* PROBLEM DESCRIPTION
Tally the lines in the entries below that contain the string "pink", treating case as significant, and give only that number.

Pointing and labeling entries:
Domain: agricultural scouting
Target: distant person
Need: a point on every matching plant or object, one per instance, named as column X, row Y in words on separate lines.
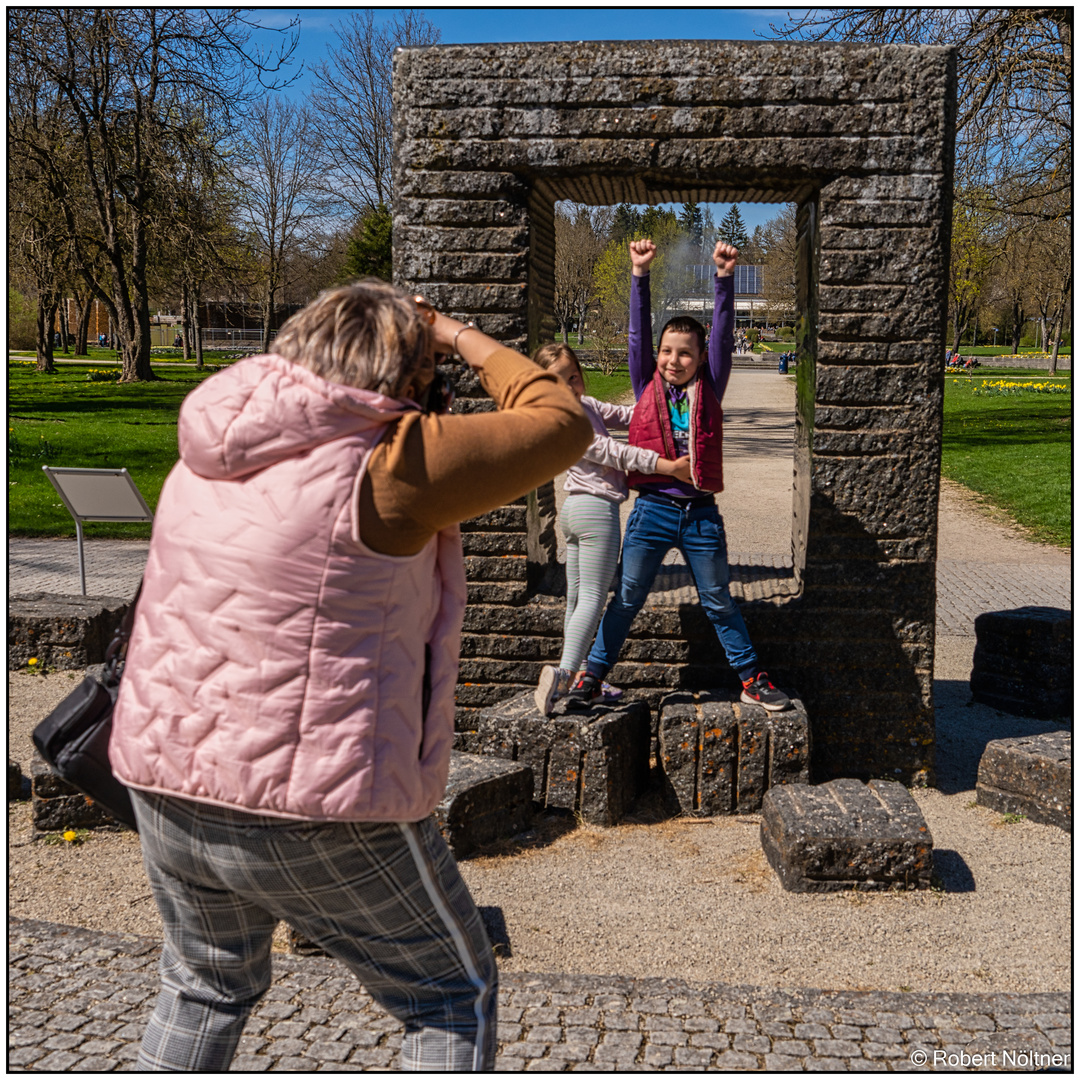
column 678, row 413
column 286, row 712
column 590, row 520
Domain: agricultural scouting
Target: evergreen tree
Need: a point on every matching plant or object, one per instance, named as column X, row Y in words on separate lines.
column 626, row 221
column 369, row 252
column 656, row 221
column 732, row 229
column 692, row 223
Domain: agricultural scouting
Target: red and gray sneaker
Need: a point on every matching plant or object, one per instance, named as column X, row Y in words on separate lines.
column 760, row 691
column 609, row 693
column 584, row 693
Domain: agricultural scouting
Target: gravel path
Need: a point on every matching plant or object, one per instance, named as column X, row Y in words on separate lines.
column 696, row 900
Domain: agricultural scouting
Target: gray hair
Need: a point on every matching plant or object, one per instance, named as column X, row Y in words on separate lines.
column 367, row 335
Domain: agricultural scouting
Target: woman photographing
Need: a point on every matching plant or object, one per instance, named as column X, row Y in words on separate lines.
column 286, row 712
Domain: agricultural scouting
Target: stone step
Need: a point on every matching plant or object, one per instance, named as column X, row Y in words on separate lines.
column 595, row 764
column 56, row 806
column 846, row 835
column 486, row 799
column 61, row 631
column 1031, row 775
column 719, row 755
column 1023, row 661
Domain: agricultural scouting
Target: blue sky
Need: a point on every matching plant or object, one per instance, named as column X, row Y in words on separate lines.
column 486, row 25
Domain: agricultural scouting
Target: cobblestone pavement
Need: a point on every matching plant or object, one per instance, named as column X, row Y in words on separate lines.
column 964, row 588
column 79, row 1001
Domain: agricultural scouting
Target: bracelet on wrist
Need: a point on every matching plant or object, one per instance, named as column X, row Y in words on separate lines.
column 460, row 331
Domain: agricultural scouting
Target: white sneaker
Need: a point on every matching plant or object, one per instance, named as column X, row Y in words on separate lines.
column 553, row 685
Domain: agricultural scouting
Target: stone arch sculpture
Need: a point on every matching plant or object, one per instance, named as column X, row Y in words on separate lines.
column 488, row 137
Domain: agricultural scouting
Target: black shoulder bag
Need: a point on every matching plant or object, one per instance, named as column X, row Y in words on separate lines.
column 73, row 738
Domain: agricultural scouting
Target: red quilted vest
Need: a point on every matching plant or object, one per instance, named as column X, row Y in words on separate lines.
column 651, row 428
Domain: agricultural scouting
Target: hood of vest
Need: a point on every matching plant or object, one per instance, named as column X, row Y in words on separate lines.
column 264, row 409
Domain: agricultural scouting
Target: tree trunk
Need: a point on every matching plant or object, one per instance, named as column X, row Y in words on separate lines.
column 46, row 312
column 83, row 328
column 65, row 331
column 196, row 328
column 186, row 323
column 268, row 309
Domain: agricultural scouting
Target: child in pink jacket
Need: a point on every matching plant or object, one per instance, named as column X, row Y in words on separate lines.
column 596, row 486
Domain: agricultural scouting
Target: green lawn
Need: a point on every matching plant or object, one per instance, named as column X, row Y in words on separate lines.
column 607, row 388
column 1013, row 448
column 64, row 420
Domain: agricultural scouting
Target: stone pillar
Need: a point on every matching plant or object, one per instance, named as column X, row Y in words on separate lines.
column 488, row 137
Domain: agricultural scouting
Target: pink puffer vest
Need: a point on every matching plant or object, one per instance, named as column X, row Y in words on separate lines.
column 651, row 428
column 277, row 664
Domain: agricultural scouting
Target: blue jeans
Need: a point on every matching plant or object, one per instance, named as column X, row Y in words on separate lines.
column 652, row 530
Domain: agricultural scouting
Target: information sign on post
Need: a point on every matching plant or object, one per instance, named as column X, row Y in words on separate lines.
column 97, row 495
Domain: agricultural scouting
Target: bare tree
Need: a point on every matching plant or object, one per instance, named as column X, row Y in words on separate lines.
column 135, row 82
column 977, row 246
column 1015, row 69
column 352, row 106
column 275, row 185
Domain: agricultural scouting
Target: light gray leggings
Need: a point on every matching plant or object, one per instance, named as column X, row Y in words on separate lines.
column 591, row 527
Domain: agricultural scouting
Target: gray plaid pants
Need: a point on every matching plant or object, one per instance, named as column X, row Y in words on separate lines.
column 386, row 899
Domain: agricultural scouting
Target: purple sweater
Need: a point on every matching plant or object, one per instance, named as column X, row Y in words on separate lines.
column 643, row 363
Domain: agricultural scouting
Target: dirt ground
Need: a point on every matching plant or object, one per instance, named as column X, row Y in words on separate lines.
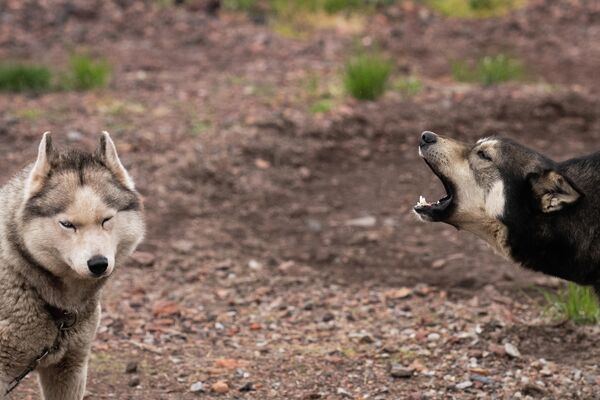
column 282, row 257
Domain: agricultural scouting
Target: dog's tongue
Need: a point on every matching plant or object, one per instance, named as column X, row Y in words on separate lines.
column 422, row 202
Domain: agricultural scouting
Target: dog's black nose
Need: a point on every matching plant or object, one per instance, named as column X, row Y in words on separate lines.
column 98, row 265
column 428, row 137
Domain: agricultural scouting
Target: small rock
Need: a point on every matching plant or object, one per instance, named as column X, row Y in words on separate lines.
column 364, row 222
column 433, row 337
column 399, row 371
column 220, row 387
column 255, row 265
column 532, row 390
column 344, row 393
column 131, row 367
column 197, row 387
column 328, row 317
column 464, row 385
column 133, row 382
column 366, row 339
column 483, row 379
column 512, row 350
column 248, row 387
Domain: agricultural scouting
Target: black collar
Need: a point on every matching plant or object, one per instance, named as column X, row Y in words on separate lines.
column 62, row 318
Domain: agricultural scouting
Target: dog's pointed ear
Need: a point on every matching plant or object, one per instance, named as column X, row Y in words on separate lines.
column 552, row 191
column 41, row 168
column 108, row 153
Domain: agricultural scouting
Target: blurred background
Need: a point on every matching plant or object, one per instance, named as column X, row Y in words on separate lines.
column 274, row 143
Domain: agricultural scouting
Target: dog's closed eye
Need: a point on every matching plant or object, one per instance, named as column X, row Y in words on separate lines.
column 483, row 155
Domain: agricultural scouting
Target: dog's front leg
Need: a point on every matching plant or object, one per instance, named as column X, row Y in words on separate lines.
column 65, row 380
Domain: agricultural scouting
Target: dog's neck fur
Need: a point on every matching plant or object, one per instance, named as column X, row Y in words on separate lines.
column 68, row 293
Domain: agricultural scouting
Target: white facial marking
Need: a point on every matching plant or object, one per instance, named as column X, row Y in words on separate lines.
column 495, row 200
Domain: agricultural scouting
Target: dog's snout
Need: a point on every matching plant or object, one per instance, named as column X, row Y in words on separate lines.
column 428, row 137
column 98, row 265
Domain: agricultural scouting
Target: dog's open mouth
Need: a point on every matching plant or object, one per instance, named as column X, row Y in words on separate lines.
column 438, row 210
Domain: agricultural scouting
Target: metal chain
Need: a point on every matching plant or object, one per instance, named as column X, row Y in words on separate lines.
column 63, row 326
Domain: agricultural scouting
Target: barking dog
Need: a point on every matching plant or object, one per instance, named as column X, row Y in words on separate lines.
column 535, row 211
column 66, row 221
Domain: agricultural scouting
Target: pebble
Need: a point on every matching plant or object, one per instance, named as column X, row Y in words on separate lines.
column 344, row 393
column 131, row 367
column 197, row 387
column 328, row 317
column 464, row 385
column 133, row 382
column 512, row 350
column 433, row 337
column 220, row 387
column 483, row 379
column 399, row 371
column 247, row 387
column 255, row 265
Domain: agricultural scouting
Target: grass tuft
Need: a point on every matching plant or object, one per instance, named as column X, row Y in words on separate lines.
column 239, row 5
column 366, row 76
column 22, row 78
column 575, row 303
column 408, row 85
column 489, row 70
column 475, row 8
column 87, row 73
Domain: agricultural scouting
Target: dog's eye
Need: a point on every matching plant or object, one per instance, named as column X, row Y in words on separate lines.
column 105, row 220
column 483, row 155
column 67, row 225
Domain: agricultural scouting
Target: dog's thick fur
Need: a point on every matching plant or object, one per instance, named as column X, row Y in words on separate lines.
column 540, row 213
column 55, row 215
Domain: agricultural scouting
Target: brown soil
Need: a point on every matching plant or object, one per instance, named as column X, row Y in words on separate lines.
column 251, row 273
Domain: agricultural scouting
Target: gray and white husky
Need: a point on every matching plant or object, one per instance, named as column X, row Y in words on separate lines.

* SOLUTION
2